+++ Приведённый текст
Мир по–видимому и есть просто медленное или быстрое планирование с огромной и чудесной высоты, на которую поставлен человек. Завороженный низом, он опускается по непрерывным ступеням. Не возник ли постепенно весь животный мир в результате такого планирования? Внизу, как легко видеть, вещество уплотняется до полного лишения свободы двигаться, когда можно двигаться уже только с самим веществом. Вконец опустившийся человек утрачивает способность быть самим собой; его тело сливается с веществом. Зато, с другой стороны, он все медленнее падает и в конце концов уже не может упасть. Книзу все меньше света, все меньше свободы для выбора.
Планирование выставляют более надежным чем бесплановость. Но иллюзорная уверенность, которую оно создает, есть надежность заговора, заклинания. Поэтому существенной разницы между планированием и бесплановым падением нет. Оба глядят вниз с высоты, одно с опаской, другое беспечно. Эта высота не человеком дана и не человеком отнимется. Ею можно пользоваться, но расходовать ее равносильно самопоеданию организма при голодании. Не человеческая забота хлопотать и о сохранении или развитии своего существа. Беречь себя недостойно человека; а развиваться ему некуда,
он и так первый и верхний.Что лучше, свобода падения или его «оптимальное» планирование, вечное занятие политиков. Удаваясь в частном, планирование не может не провалиться в целом. Кроме того, оно вызывает слепоту к реальности в той мере, в какой планирующие впадают в иллюзию, будто реальность ими создается. Наоборот, свободное падение дает быстрее нащупать структуру реальности, оно часто вызывает далекие прозрения и компенсирующие противотоки. Настоящее зло — думать, будто кроме планирования и падения альтернатив не дано, и завороженно смотреть под ноги.
Отчаяние с горьким самодовольством возносится над наивной верой, видя ее слепоту. Оно считает себя трезвее, истиннее. Но достоверность отчаяния — достоверность отсутствия, свет отчаяния — тьма. Знаки жизни и спасения, протянутые легкой радугой, хранящей от потопа, кажутся ему слишком тонкими и невесомыми.
++++++
+++ Исходный перечень
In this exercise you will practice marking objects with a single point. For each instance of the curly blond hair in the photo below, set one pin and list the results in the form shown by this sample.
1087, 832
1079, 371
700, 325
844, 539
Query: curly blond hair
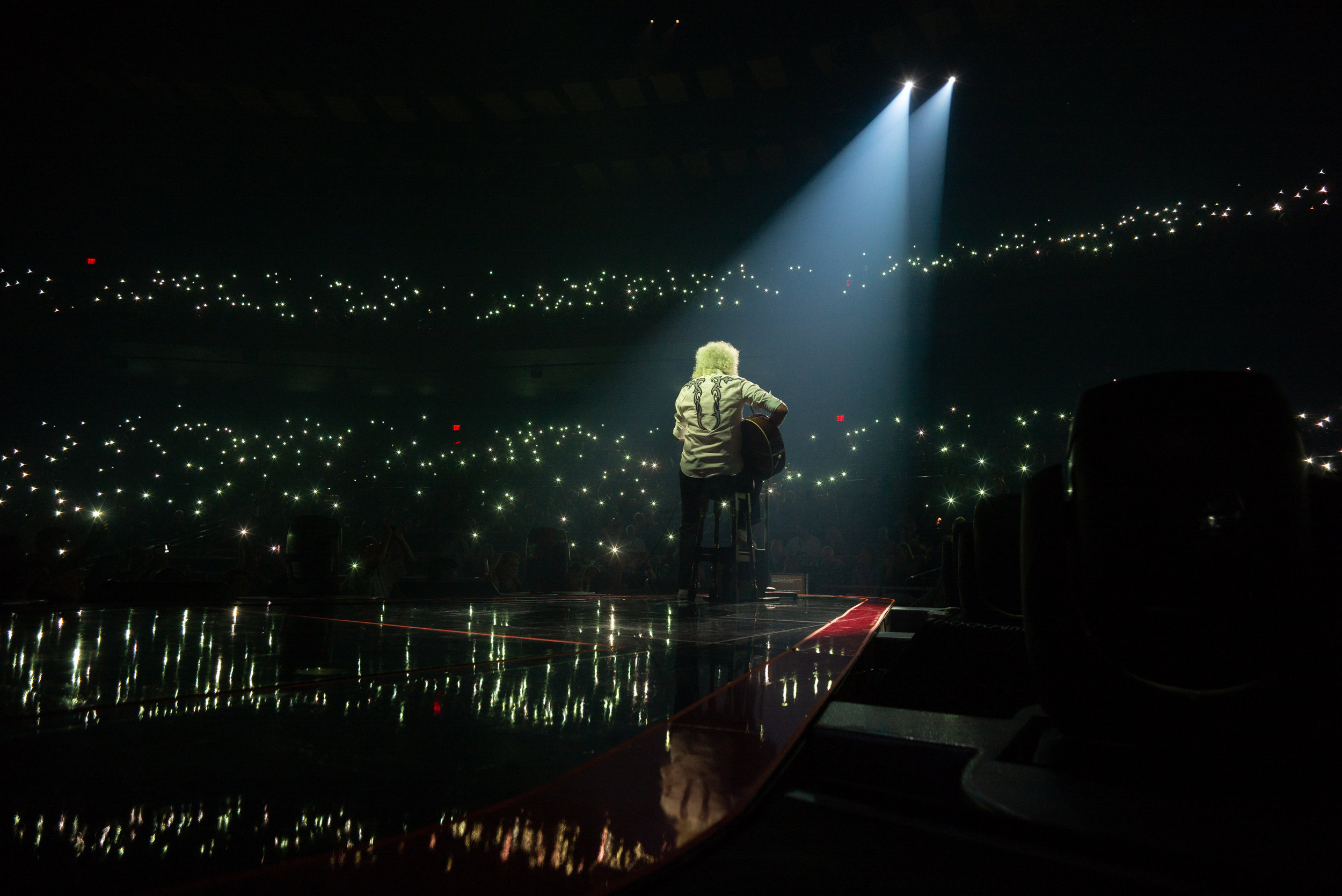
++++++
| Что сделать |
A - Процитируйте из текста о планировании и падении отрывок от слов «Мир по–видимому и» до слов «свободы для выбора.» включительно.
B - Какой надежностью, согласно тексту о планировании и падении, является иллюзорная уверенность, которую создает планирование?

| Итоги упражнения |
A -
Мир по–видимому и есть просто медленное или быстрое планирование с огромной и чудесной высоты, на которую поставлен человек. Завороженный низом, он опускается по непрерывным ступеням. Не возник ли постепенно весь животный мир в результате такого планирования? Внизу, как легко видеть, вещество уплотняется до полного лишения свободы двигаться, когда можно двигаться уже только с самим веществом. Вконец опустившийся человек утрачивает способность быть самим собой; его тело сливается с веществом. Зато, с другой стороны, он все медленнее падает и в конце концов уже не может упасть. Книзу все меньше света, все меньше свободы для выбора.

B - Надежностью заговора, заклинания.